### Action item
Through to the final line, write out the records below exactly, omitting any images they contain.

━━━━━ Data listing

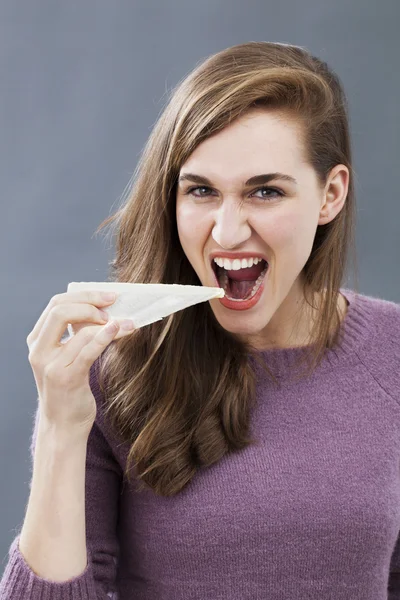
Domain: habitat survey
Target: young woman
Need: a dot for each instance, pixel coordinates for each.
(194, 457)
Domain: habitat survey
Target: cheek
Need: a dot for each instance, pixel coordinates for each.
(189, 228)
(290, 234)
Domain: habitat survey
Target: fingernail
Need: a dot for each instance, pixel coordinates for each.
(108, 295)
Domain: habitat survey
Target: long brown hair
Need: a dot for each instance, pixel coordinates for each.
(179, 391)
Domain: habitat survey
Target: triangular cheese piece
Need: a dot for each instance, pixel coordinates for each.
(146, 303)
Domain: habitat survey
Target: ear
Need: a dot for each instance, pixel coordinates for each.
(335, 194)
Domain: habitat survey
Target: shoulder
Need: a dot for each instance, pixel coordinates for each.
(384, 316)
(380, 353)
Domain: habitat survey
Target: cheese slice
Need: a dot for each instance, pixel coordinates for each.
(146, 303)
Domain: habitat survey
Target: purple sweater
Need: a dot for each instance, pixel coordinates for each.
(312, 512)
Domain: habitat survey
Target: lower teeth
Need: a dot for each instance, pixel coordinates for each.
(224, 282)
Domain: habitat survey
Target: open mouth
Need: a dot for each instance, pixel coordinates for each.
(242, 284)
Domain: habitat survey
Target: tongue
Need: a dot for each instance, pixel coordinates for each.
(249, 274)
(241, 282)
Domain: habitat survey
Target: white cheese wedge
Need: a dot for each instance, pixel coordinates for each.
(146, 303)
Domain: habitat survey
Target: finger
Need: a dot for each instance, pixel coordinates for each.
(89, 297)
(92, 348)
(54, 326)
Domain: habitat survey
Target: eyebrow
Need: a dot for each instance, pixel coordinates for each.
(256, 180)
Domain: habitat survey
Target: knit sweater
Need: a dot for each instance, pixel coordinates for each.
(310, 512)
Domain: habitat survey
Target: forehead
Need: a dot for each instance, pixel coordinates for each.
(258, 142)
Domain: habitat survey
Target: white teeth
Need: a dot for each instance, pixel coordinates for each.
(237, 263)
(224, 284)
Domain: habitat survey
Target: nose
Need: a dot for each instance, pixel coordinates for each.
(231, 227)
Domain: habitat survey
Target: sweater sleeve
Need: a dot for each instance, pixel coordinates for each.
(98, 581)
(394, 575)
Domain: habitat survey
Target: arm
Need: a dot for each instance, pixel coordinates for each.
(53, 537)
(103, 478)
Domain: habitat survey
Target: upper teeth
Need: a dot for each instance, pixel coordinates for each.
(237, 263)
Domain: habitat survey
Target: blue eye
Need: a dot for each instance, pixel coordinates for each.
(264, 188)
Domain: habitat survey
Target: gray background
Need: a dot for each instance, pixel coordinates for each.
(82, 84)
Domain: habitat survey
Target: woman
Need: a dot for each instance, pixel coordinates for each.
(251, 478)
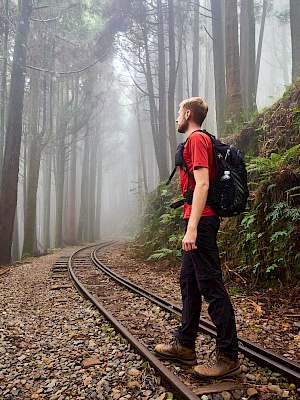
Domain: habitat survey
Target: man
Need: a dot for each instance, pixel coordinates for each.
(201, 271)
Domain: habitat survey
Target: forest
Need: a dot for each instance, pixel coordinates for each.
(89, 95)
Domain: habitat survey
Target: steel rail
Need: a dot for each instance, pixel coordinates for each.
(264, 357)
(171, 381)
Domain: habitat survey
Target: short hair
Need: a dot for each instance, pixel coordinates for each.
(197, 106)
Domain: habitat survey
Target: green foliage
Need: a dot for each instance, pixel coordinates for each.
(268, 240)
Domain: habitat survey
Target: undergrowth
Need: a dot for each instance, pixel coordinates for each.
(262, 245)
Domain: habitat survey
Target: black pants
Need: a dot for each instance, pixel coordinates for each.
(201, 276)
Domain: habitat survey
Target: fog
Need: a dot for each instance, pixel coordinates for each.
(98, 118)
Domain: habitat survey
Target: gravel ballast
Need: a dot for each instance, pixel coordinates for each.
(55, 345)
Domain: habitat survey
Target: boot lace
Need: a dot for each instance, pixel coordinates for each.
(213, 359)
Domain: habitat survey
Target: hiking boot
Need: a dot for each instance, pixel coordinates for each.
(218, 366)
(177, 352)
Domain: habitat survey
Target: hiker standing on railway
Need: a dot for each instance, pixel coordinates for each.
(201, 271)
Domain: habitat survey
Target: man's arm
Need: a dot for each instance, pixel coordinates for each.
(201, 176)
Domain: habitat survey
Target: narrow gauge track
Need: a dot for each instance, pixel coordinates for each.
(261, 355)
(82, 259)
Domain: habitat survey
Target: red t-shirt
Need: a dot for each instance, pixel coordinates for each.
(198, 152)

━━━━━━━━━━

### Output for this exercise
Domain: habitat survey
Target: young woman
Need: a dot for each instance, pixel coordinates for each.
(194, 457)
Domain: habitat survey
Target: cheek
Need: a dot for each instance, pixel coordinates for each.
(189, 228)
(290, 234)
Domain: habitat survey
Target: fingernail
Need: a dot for each instance, pixel coordinates for each.
(108, 295)
Domain: habitat survey
Target: long brown hair
Need: a dot for each instance, pixel coordinates for each.
(179, 391)
Domain: habitat survey
Target: triangular cheese piece
Need: a dot for each instance, pixel coordinates for each.
(146, 303)
Domain: habitat survey
Target: ear
Need: a dot for each instance, pixel coordinates for each.
(335, 194)
Domain: habitat survey
Target: shoulder
Need: a dot for each instance, pixel coordinates for each.
(384, 316)
(380, 353)
Domain: habitat survey
Target: cheese slice
Need: a dot for each instance, pixel coordinates for each.
(146, 303)
Domain: habitat survey
Target: purple sweater
Need: a dot for each instance, pixel coordinates for each.
(312, 512)
Domain: habitat survey
Target: lower teeth
Need: a dot for each instance, pixel coordinates for each.
(224, 282)
Domain: habitat survey
Target: open mouth
Need: a dot for each instance, pixel coordinates for each.
(242, 284)
Domain: habitat survey
Target: tongue
Need: a dot for each instance, pixel coordinates for each.
(249, 274)
(241, 282)
Domain: habitat survey
Target: white cheese wedge
Need: a dot for each instance, pixel coordinates for each.
(146, 303)
Domain: habitat survey
Target: finger
Need: a dot for each instance, pixel coordinates for each.
(89, 297)
(92, 348)
(54, 326)
Domain: habitat survey
Target: eyebrow
Need: a dot for each instance, pixel coordinates for each.
(256, 180)
Domain: habitat survey
Target: knit sweater
Need: a dot for each instance, pixel coordinates for each.
(310, 512)
Domain: habitat survey
Target: forehead
Need: a dot for each instance, pixel coordinates for each.
(258, 142)
Domain: habitat survey
Target: white teeth
Need: a dot for each instance, pixel coordinates for each.
(237, 263)
(224, 284)
Domain: habitat survey
Target: nose
Need: a dot for each instance, pixel coordinates for each.
(231, 227)
Domain: habitat survey
Target: sweater sleeve
Need: a dot for each instance, pixel coordinates for each.
(98, 581)
(394, 575)
Domain: habitat survey
Target: arm
Need: a dot for each instance, pixel coordinates for each.
(53, 537)
(103, 478)
Domain: habitat survey
Target: upper teeth
Need: a dot for each instance, pixel coordinates for each.
(237, 263)
Domain: habitat survey
Target: blue eye
Need: a dot for each instance, pixel coordinates for each.
(264, 188)
Domain: habitat survey
Target: gray background
Need: a dot for each instance, pixel coordinates for each.
(82, 84)
Domain: habitat survey
Target: woman
Need: a dot for each instance, pixel coordinates for each.
(251, 478)
Domain: habitat survey
Target: man
Need: a dot for each instance, pixel coordinates for each.
(201, 271)
Domain: habitat survey
Target: forest
Need: a dot for each instance, pixel coordinates for each.
(89, 95)
Domain: habitat survey
Target: steel rail
Need: a dot for each instance, pixel coordinates for each.
(264, 357)
(171, 381)
Domain: habitat survey
Target: short hair
Need: a dot for each instance, pixel coordinates for each.
(197, 106)
Domain: habitat survey
Target: green foliage
Need: a dot for each instance, pixel coordinates for each.
(268, 240)
Domain: habitat survey
Target: undergrowth
Need: a dot for each instance, pixel coordinates for each.
(262, 245)
Domain: habitat survey
Target: black pants
Need: a dot for each instance, pixel coordinates for each.
(201, 276)
Domain: habitat survey
Target: fog
Need: a dot for each instance, pixel coordinates for each.
(98, 118)
Domain: habitat survey
Target: gravel ballast
Need: a dot for each instance, pixel coordinates for each.
(55, 345)
Domain: habitat survey
Target: boot lace
Need: a dot for each instance, pixel coordinates for each.
(213, 359)
Domain: habitat survey
Target: hiking boot
Need: a dot for each instance, pixel coordinates for each.
(218, 366)
(177, 352)
Domain: habitat survey
Target: hiker standing on railway
Need: a dot for each instance, pixel coordinates for each.
(201, 271)
Domain: habitat survey
Target: man's arm
Need: a dot for each instance, pixel coordinates for each.
(201, 176)
Domain: habitat survey
Target: narrow gauge track
Need: a dot for each instance, pixel coordinates for each.
(261, 355)
(82, 259)
Domain: habitat survey
Target: red t-shirt
Need: a dot for each instance, pixel coordinates for each.
(198, 152)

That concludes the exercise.